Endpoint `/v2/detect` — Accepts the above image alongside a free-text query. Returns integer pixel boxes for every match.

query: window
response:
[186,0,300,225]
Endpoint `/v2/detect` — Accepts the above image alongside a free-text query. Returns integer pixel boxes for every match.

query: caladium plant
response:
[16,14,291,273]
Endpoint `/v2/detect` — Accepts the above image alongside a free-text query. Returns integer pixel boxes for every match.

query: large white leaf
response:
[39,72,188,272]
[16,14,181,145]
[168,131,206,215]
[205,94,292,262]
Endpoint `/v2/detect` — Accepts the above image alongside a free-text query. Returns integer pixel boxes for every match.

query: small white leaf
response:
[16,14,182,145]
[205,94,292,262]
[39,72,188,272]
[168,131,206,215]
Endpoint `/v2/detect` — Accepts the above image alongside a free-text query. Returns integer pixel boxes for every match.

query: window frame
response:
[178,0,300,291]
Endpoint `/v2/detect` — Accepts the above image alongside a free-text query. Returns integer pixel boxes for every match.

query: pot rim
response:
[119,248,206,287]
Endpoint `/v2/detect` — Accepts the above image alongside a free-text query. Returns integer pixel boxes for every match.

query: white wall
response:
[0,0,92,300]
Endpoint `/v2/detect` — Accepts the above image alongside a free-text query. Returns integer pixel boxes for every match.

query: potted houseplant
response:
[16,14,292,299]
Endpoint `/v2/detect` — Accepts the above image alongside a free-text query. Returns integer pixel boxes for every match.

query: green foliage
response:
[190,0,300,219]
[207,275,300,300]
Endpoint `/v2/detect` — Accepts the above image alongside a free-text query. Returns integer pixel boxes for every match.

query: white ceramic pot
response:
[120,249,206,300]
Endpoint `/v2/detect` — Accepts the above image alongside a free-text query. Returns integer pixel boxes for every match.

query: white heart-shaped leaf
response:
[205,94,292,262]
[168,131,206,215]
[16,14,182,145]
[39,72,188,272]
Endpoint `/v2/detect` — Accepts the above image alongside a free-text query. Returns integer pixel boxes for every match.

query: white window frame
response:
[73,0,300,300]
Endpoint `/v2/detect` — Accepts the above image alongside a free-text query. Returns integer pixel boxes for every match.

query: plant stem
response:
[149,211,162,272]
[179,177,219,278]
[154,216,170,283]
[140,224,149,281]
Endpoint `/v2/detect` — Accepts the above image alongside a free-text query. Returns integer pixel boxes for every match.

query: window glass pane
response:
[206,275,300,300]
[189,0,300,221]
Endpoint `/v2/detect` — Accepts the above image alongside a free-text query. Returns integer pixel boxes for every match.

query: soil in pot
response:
...
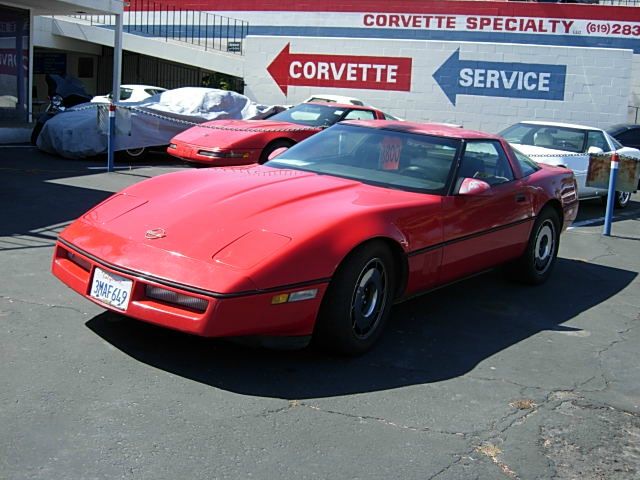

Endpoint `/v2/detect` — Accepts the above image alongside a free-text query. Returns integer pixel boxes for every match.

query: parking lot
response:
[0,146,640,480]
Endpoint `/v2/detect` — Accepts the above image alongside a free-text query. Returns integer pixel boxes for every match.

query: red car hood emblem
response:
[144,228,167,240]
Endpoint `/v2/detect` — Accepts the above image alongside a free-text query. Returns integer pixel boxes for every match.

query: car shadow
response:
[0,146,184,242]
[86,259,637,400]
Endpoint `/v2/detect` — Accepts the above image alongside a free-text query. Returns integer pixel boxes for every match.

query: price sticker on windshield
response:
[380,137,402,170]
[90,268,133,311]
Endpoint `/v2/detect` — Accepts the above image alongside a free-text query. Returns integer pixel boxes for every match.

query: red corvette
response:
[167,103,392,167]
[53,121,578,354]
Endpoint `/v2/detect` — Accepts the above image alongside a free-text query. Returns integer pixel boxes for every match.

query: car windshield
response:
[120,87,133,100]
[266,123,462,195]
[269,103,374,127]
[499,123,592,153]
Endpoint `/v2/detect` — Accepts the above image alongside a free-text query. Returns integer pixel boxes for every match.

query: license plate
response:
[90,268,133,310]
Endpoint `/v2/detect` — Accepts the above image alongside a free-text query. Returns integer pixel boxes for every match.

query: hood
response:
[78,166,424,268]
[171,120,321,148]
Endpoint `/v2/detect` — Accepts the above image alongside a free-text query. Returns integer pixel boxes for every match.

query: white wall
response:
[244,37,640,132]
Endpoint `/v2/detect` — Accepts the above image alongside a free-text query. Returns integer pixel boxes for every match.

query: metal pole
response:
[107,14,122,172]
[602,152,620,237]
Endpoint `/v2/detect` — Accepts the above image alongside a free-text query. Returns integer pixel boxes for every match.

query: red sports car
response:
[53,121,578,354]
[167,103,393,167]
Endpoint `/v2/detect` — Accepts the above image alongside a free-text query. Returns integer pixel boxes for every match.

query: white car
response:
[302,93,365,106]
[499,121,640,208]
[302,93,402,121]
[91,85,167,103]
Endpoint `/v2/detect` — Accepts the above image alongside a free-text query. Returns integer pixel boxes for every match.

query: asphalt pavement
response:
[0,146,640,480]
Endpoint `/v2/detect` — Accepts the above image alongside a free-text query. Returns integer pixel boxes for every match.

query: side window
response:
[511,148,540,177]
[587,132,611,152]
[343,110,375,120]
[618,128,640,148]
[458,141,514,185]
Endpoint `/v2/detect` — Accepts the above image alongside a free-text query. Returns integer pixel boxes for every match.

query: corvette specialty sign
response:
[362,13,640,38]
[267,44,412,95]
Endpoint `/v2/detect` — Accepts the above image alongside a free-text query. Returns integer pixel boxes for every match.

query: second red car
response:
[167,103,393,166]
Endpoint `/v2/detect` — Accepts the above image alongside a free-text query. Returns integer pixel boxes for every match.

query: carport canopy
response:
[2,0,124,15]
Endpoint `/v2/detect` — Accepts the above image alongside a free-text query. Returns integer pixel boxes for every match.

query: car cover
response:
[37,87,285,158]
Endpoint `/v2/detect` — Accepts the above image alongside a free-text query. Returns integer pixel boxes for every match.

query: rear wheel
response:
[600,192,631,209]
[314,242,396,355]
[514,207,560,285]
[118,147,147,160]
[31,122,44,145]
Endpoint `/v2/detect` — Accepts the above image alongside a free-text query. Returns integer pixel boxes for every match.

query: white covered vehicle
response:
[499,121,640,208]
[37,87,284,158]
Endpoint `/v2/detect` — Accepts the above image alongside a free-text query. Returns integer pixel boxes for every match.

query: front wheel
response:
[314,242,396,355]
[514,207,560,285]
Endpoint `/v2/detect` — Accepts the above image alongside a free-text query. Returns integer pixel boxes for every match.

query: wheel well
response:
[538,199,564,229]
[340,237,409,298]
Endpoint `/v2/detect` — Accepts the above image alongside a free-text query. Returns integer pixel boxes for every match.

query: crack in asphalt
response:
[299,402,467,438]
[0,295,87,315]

◆ YOUR INSTRUCTIONS:
Return every line from the records above that contains the word "wheel".

◆ TASK RESULT:
query: rear wheel
query: front wheel
query: wheel well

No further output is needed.